**What is being asked:**
Your answer should be the records below, written out exactly.
_____
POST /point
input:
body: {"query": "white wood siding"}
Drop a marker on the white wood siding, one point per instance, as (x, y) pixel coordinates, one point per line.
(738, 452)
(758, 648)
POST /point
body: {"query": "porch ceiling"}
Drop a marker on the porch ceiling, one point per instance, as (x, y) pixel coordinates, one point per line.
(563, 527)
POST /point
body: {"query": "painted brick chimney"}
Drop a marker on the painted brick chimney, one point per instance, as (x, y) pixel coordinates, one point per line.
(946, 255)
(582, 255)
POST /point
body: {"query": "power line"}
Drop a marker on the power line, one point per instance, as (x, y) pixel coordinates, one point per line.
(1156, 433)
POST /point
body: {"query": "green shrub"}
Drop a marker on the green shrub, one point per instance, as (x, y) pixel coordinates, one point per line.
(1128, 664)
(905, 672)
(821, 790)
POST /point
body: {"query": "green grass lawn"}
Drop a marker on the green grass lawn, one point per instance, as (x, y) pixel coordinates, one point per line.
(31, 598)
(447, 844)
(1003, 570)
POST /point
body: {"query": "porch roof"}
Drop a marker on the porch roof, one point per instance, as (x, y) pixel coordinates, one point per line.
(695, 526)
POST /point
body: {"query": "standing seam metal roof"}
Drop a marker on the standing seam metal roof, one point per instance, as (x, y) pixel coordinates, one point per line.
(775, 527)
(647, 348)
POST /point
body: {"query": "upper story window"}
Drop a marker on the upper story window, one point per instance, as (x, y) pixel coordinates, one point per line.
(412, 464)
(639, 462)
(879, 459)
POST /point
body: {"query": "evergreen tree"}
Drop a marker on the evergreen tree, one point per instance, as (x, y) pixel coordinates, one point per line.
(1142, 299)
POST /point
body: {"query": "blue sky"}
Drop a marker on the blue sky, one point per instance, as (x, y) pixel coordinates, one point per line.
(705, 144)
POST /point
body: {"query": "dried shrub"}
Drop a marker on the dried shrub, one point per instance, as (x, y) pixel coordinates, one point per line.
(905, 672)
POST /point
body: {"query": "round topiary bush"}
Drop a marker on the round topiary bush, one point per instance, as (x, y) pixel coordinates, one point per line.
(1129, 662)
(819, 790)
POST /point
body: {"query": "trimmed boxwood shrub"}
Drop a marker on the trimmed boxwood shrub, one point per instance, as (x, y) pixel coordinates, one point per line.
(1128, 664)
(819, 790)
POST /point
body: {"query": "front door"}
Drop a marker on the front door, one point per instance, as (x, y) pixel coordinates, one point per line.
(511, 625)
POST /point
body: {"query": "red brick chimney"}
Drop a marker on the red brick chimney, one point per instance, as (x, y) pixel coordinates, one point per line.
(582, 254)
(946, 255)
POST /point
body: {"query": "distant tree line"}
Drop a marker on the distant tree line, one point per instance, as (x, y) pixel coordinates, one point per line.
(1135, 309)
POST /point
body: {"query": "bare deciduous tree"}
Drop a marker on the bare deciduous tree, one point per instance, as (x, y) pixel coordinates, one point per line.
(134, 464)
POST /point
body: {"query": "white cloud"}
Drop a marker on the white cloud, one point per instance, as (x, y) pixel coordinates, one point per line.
_____
**Answer space:**
POST /point
input:
body: {"query": "white wood siding"}
Drop a marker on the white wood siding, one point per instance, as (x, y) pixel coordinates, one point per line.
(738, 452)
(758, 648)
POST /point
body: {"query": "porch ceiling"}
Drop a marker on the porch ceiling, one point per instance, as (x, y) pixel coordinates, one point per line.
(563, 527)
POST /point
body: {"query": "painted brick chimney"}
Drop a marker on the painted brick chimney, one point per instance, as (x, y) pixel coordinates, one point per line.
(946, 255)
(582, 255)
POST /point
body: {"query": "power line"}
Drop a marker on the power line, one point per instance, as (x, y) pixel coordinates, one point per line.
(1156, 433)
POST /point
body: {"query": "green shrub"}
Drop a marker on the green shrub, one point per instance, as (x, y) pixel coordinates, one point per line.
(1128, 664)
(905, 672)
(821, 790)
POST /point
body: {"query": "green grass lawn"}
Drop a marker on the green grass lawn, one point per instance, as (x, y) pixel coordinates, one point per line.
(31, 598)
(447, 844)
(1003, 570)
POST /point
body: {"query": "porch roof"}
Drop a marker on the porch roof, one point per instance, as (x, y) pixel coordinates, one point per line.
(695, 526)
POST /point
body: {"query": "standing seam metal roof"}
Drop a marker on the standing seam metal roof, one point per instance, as (x, y) pixel coordinates, one point per line.
(775, 527)
(647, 348)
POST /point
body: {"query": "upper story window"}
Drop a marker on the upper story window, one point per instance, as (x, y) pixel coordinates, one point per line.
(412, 464)
(639, 462)
(879, 459)
POST /point
body: {"query": "evergreen tree"}
Drop a marker on the evergreen tree, one point per instance, as (x, y) pixel coordinates, one point per line.
(1142, 299)
POST /point
body: {"query": "blue sky"}
Drop a marker on the blue sky, one point per instance, as (x, y) pixel coordinates, one point per line.
(705, 144)
POST /point
body: {"query": "dried shrub"}
Drop a marker on the dried shrub, one point per instance, as (x, y) pixel coordinates, one point per line.
(905, 672)
POST /point
body: {"query": "round topiary bush"}
Drop a marker on the round topiary bush, one point per instance, as (x, y) pixel coordinates, one point per line.
(1129, 662)
(819, 790)
POST /point
body: {"query": "trimmed boxwood shrub"}
Drop a marker on the trimmed boxwood shrub, one point per instance, as (x, y) pixel coordinates, one point per line.
(1128, 664)
(819, 790)
POST /point
body: {"query": "front door"}
Drop a marker on the front door, one point per instance, as (x, y) pixel coordinates, one point per line.
(511, 625)
POST /point
body: {"query": "red brick chimney"}
Drop a marker on the red brick chimney, one point per instance, as (x, y) pixel coordinates, one point per line.
(582, 254)
(946, 255)
POST /point
body: {"query": "distant tree line"}
Drop a marker on the distant tree line, one point per instance, as (x, y) pixel coordinates, one point per line.
(1135, 309)
POST /point
body: {"query": "bare deciduous tree"}
Drop a marker on the bare deciduous tree, one point per instance, as (x, y) pixel coordinates, one point per line.
(134, 464)
POST /point
body: {"query": "white cloud"}
Drop a marker on the white cloud, one point per instance, as (x, y) pixel coordinates, one point per line.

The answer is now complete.